*** DATASET EXTRACT ***

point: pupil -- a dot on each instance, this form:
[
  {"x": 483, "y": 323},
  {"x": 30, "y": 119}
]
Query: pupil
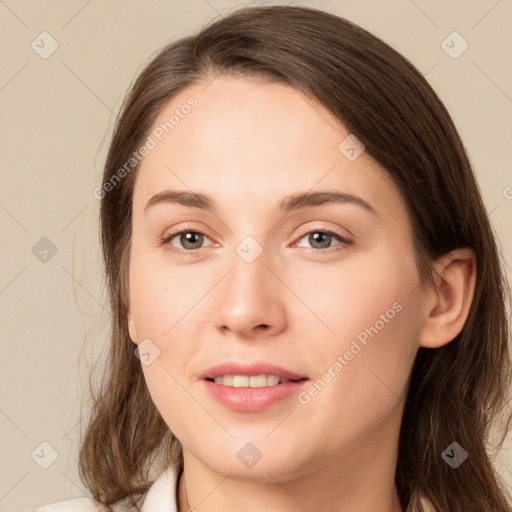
[
  {"x": 189, "y": 238},
  {"x": 318, "y": 235}
]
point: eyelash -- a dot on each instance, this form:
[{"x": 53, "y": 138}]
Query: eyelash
[{"x": 344, "y": 242}]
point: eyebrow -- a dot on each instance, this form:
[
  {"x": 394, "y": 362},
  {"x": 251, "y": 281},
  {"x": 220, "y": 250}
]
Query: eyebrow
[{"x": 289, "y": 203}]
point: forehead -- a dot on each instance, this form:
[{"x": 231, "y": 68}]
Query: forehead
[{"x": 246, "y": 140}]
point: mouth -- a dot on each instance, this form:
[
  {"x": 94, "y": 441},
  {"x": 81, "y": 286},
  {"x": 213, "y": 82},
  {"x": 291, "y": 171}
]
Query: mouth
[
  {"x": 252, "y": 381},
  {"x": 251, "y": 387}
]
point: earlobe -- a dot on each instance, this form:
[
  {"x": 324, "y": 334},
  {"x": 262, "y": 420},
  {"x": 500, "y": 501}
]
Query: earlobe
[{"x": 448, "y": 302}]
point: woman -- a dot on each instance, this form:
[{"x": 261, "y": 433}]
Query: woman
[{"x": 309, "y": 306}]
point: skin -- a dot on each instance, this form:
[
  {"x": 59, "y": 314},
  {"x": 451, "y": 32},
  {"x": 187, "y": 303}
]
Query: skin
[{"x": 247, "y": 144}]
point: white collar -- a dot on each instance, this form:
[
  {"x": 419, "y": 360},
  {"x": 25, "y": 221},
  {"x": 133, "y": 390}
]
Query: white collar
[{"x": 161, "y": 496}]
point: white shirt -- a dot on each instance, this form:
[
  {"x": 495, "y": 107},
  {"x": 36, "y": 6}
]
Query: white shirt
[{"x": 161, "y": 497}]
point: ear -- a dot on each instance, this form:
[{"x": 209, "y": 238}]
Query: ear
[
  {"x": 447, "y": 303},
  {"x": 132, "y": 329}
]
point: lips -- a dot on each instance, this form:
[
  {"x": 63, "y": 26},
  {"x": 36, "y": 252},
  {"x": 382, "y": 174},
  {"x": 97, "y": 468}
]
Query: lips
[
  {"x": 251, "y": 370},
  {"x": 251, "y": 399}
]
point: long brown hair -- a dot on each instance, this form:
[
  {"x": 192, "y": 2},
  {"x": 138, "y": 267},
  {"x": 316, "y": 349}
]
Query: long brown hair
[{"x": 457, "y": 392}]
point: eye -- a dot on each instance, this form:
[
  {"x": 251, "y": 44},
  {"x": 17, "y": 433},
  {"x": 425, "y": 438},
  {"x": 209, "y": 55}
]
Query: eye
[
  {"x": 190, "y": 240},
  {"x": 320, "y": 239}
]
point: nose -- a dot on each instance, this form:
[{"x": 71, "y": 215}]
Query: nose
[{"x": 250, "y": 300}]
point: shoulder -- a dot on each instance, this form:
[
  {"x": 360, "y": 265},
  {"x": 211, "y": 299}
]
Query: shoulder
[{"x": 77, "y": 505}]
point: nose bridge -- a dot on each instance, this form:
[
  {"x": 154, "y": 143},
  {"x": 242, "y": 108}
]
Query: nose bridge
[{"x": 250, "y": 294}]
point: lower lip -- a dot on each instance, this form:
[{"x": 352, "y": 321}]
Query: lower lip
[{"x": 252, "y": 399}]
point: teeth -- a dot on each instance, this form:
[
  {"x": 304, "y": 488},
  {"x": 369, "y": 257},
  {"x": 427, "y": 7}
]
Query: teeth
[{"x": 244, "y": 381}]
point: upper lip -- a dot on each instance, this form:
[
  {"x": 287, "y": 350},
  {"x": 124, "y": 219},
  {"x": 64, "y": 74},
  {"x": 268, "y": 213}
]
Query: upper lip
[{"x": 249, "y": 369}]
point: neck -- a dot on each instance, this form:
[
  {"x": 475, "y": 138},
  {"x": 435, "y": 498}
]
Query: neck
[{"x": 363, "y": 483}]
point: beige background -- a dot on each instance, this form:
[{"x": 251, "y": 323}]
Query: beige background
[{"x": 57, "y": 116}]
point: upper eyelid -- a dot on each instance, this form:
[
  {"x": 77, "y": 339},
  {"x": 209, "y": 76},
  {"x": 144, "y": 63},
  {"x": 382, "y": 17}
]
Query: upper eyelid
[{"x": 301, "y": 235}]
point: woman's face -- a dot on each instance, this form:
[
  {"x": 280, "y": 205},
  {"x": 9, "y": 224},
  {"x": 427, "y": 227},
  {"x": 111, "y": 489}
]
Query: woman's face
[{"x": 264, "y": 289}]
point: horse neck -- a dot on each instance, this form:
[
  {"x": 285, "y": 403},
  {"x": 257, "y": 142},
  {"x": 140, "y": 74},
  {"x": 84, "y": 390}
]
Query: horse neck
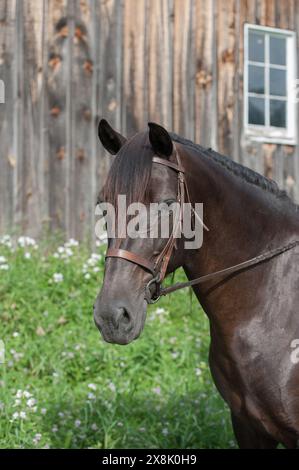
[{"x": 243, "y": 219}]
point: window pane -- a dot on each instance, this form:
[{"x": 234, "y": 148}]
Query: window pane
[
  {"x": 278, "y": 82},
  {"x": 256, "y": 46},
  {"x": 256, "y": 79},
  {"x": 277, "y": 50},
  {"x": 256, "y": 112},
  {"x": 278, "y": 113}
]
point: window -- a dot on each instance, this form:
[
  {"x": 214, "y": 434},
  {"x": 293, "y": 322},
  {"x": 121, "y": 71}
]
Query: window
[{"x": 269, "y": 84}]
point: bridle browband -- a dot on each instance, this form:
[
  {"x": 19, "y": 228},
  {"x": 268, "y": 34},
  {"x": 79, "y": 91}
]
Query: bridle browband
[{"x": 158, "y": 267}]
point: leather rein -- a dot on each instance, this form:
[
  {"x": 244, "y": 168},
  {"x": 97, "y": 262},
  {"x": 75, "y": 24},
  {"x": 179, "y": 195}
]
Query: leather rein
[{"x": 158, "y": 267}]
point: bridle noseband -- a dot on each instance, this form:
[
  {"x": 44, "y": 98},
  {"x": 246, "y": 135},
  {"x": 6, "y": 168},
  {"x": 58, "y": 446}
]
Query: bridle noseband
[{"x": 158, "y": 268}]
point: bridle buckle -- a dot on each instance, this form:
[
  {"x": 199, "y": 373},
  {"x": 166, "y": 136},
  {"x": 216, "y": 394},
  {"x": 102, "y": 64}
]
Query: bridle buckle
[{"x": 148, "y": 295}]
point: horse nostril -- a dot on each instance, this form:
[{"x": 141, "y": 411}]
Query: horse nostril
[{"x": 126, "y": 316}]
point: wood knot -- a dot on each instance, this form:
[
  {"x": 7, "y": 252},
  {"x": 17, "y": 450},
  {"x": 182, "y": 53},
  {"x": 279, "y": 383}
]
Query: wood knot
[
  {"x": 203, "y": 78},
  {"x": 87, "y": 115},
  {"x": 88, "y": 67},
  {"x": 55, "y": 61},
  {"x": 80, "y": 155},
  {"x": 228, "y": 56},
  {"x": 80, "y": 33}
]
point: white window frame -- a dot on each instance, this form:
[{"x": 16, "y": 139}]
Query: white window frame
[{"x": 264, "y": 133}]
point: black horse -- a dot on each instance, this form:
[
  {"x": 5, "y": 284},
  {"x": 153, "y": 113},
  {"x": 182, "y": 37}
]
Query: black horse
[{"x": 252, "y": 312}]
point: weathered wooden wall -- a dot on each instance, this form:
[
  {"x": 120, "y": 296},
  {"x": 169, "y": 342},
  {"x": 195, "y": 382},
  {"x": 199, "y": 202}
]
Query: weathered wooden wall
[{"x": 65, "y": 63}]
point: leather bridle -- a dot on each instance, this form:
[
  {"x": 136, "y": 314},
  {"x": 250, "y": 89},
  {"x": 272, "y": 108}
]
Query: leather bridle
[{"x": 158, "y": 267}]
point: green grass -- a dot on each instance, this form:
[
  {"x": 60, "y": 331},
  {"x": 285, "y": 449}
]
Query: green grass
[{"x": 154, "y": 393}]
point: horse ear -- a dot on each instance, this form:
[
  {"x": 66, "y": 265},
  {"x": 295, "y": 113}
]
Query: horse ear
[
  {"x": 111, "y": 140},
  {"x": 160, "y": 140}
]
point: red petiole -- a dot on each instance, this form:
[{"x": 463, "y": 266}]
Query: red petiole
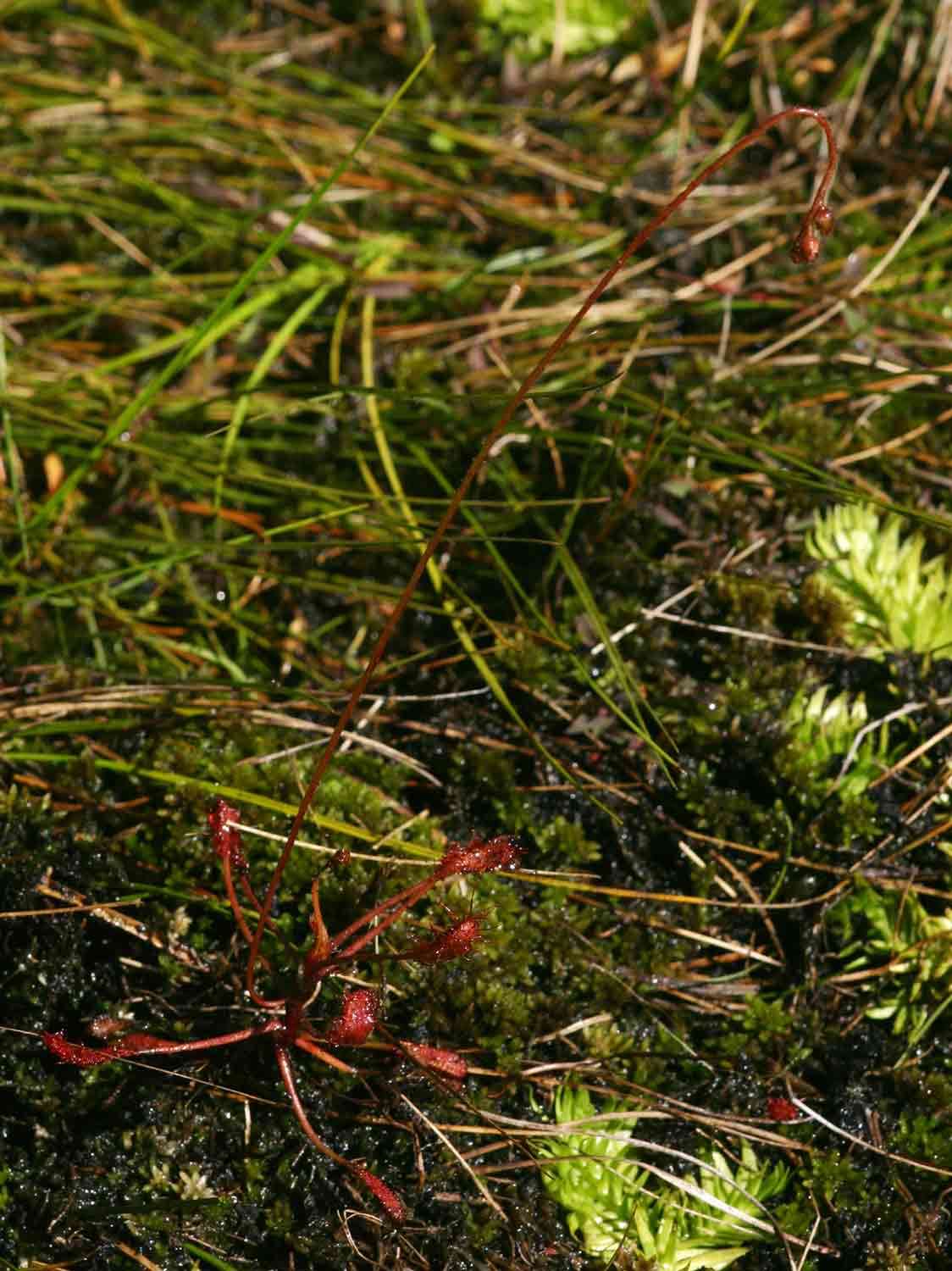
[{"x": 328, "y": 955}]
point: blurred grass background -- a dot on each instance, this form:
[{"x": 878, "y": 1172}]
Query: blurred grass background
[{"x": 210, "y": 500}]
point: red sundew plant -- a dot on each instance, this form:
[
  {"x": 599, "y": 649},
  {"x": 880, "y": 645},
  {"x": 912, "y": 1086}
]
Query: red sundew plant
[{"x": 287, "y": 1022}]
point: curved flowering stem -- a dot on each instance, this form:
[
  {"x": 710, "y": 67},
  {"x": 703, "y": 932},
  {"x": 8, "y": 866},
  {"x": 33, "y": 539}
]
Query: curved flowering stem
[{"x": 817, "y": 221}]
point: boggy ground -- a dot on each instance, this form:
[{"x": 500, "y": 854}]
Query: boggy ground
[{"x": 603, "y": 661}]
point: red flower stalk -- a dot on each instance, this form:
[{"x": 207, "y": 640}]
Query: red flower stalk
[{"x": 329, "y": 956}]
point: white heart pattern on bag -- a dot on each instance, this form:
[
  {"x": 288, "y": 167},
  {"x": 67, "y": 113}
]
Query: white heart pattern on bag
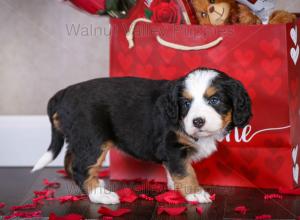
[
  {"x": 295, "y": 154},
  {"x": 294, "y": 35},
  {"x": 295, "y": 54},
  {"x": 296, "y": 173}
]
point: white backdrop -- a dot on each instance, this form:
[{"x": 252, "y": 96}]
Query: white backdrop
[{"x": 24, "y": 139}]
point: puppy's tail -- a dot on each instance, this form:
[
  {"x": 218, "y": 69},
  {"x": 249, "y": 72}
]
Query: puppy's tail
[{"x": 57, "y": 139}]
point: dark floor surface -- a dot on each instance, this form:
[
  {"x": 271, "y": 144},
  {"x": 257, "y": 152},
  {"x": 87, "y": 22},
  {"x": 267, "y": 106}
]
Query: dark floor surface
[{"x": 17, "y": 186}]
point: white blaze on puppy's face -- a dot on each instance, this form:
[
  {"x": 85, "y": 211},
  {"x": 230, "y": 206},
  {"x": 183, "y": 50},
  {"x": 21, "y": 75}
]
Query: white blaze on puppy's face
[{"x": 197, "y": 85}]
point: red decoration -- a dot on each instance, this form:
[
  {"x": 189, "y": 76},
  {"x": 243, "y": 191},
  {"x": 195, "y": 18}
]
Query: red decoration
[
  {"x": 107, "y": 218},
  {"x": 103, "y": 173},
  {"x": 39, "y": 200},
  {"x": 66, "y": 217},
  {"x": 171, "y": 197},
  {"x": 213, "y": 197},
  {"x": 2, "y": 205},
  {"x": 152, "y": 186},
  {"x": 127, "y": 195},
  {"x": 241, "y": 209},
  {"x": 115, "y": 213},
  {"x": 261, "y": 217},
  {"x": 22, "y": 207},
  {"x": 294, "y": 192},
  {"x": 199, "y": 210},
  {"x": 171, "y": 211},
  {"x": 91, "y": 6},
  {"x": 272, "y": 196},
  {"x": 24, "y": 215},
  {"x": 70, "y": 198},
  {"x": 47, "y": 193},
  {"x": 145, "y": 197},
  {"x": 47, "y": 183},
  {"x": 166, "y": 12},
  {"x": 256, "y": 156},
  {"x": 62, "y": 172}
]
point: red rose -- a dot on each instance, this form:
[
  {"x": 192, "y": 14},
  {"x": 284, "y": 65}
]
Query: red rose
[
  {"x": 91, "y": 6},
  {"x": 166, "y": 12}
]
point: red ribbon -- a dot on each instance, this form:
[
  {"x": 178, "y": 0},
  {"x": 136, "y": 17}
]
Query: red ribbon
[
  {"x": 241, "y": 209},
  {"x": 171, "y": 197},
  {"x": 171, "y": 210},
  {"x": 66, "y": 217},
  {"x": 115, "y": 213},
  {"x": 47, "y": 183},
  {"x": 127, "y": 195}
]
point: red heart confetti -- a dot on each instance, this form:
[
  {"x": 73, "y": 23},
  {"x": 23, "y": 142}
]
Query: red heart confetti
[
  {"x": 115, "y": 213},
  {"x": 66, "y": 217},
  {"x": 241, "y": 209},
  {"x": 47, "y": 193},
  {"x": 39, "y": 200},
  {"x": 70, "y": 198},
  {"x": 171, "y": 210},
  {"x": 104, "y": 173},
  {"x": 127, "y": 195},
  {"x": 47, "y": 183},
  {"x": 199, "y": 210},
  {"x": 260, "y": 217},
  {"x": 24, "y": 214},
  {"x": 272, "y": 196},
  {"x": 289, "y": 191},
  {"x": 145, "y": 197},
  {"x": 151, "y": 186},
  {"x": 2, "y": 205},
  {"x": 171, "y": 197},
  {"x": 193, "y": 202},
  {"x": 107, "y": 218},
  {"x": 62, "y": 172},
  {"x": 213, "y": 197}
]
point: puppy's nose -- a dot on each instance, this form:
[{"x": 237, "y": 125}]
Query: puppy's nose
[{"x": 199, "y": 122}]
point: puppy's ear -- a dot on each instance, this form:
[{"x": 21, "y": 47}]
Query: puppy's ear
[
  {"x": 241, "y": 104},
  {"x": 167, "y": 103}
]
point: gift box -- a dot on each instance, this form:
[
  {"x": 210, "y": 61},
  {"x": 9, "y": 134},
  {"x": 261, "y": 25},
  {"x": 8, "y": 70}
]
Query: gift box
[{"x": 265, "y": 58}]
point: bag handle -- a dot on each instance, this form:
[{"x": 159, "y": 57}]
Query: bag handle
[{"x": 130, "y": 33}]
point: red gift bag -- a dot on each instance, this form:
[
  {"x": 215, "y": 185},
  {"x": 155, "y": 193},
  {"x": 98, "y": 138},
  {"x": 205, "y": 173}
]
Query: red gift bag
[{"x": 264, "y": 58}]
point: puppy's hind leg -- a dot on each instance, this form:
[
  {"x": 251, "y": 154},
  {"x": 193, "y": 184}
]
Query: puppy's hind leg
[{"x": 90, "y": 182}]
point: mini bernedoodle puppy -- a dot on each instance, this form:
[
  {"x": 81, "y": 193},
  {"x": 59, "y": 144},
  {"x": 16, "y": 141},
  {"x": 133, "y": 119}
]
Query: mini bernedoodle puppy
[{"x": 173, "y": 123}]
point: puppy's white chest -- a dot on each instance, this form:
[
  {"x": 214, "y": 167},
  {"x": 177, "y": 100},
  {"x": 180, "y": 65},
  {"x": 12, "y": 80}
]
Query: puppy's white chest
[{"x": 205, "y": 147}]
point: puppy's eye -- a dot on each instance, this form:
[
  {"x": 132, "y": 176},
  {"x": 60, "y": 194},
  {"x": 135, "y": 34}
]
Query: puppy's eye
[
  {"x": 203, "y": 14},
  {"x": 214, "y": 100},
  {"x": 186, "y": 103}
]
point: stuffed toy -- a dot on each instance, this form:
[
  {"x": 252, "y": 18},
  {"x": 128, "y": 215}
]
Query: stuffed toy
[
  {"x": 114, "y": 8},
  {"x": 220, "y": 12}
]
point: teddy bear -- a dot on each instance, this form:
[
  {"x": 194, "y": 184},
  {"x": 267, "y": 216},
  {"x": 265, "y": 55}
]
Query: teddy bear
[{"x": 220, "y": 12}]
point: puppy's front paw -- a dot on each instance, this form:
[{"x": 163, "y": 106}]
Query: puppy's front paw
[
  {"x": 102, "y": 195},
  {"x": 201, "y": 197}
]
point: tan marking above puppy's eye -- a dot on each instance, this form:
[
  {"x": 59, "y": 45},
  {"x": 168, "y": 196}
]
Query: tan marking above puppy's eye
[
  {"x": 187, "y": 95},
  {"x": 203, "y": 14},
  {"x": 210, "y": 91}
]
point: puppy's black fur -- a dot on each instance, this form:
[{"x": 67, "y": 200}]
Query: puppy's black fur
[{"x": 140, "y": 116}]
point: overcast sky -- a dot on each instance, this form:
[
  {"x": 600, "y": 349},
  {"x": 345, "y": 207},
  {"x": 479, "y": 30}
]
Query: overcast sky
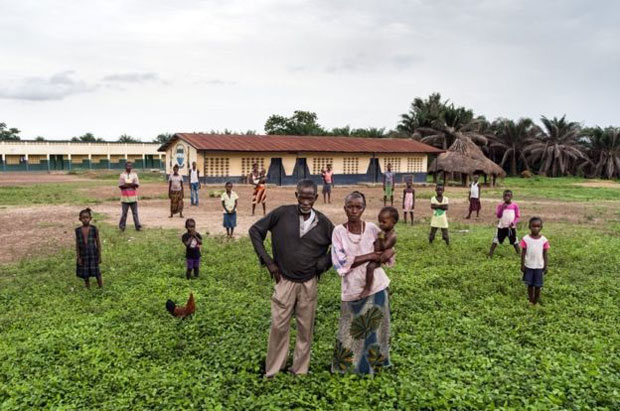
[{"x": 144, "y": 67}]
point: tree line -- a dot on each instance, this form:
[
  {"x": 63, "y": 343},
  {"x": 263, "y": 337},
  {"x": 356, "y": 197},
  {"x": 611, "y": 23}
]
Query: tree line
[{"x": 555, "y": 147}]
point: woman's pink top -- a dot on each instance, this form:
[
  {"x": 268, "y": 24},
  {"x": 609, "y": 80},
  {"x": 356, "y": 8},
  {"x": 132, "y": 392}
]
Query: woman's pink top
[{"x": 347, "y": 246}]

***

Copy out everything from the line containing "point: puppy's black" down to the end of the listing, changing "tree line" to "row of trees" and leaving the rest as it is. Leave the pictures out.

point: puppy's black fur -- a dot on each instance, this form:
[{"x": 67, "y": 200}]
Query: puppy's black fur
[{"x": 140, "y": 116}]
point: overcast sky -- a dot on each instance, this form:
[
  {"x": 600, "y": 349},
  {"x": 345, "y": 207},
  {"x": 479, "y": 30}
]
Query: overcast sky
[{"x": 144, "y": 67}]
point: row of trees -- a dot on each instance, this form:
[
  {"x": 63, "y": 343},
  {"x": 263, "y": 337},
  {"x": 356, "y": 197},
  {"x": 611, "y": 23}
]
Query: row of trees
[{"x": 555, "y": 147}]
point: woman's pink top -- a dot on each instance, this form:
[
  {"x": 268, "y": 24},
  {"x": 609, "y": 80},
  {"x": 356, "y": 8},
  {"x": 132, "y": 392}
]
Query: woman's pink top
[{"x": 347, "y": 246}]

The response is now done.